● **Your goal**
The tail of the records, from the line containing "Mark the tall grass." through the final line, should be printed exactly and on its own.

● **Extracted records**
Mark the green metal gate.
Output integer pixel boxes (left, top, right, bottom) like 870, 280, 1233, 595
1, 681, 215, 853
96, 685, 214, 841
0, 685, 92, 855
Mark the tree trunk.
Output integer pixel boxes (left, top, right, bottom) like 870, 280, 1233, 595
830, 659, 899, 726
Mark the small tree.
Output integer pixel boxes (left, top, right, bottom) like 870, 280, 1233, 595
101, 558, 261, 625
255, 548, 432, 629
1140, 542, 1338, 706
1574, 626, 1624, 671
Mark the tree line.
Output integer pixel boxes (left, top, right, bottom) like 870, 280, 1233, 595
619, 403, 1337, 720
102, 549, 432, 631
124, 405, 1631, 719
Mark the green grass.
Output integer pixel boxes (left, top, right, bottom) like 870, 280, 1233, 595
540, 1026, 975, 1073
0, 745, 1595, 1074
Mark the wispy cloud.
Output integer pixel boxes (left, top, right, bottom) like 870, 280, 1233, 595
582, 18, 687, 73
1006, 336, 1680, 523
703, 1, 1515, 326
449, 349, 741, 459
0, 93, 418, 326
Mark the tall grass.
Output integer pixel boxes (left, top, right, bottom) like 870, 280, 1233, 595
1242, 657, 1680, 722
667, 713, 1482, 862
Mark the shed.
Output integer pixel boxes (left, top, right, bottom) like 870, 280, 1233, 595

● **Task response**
Mark the tall grass.
Output integer pixel boxes (left, top, right, bottom) like 870, 280, 1233, 595
1242, 657, 1680, 722
667, 713, 1482, 862
Mark the shed.
Output integer pixel boxes (left, top, right, bottom) like 870, 280, 1233, 595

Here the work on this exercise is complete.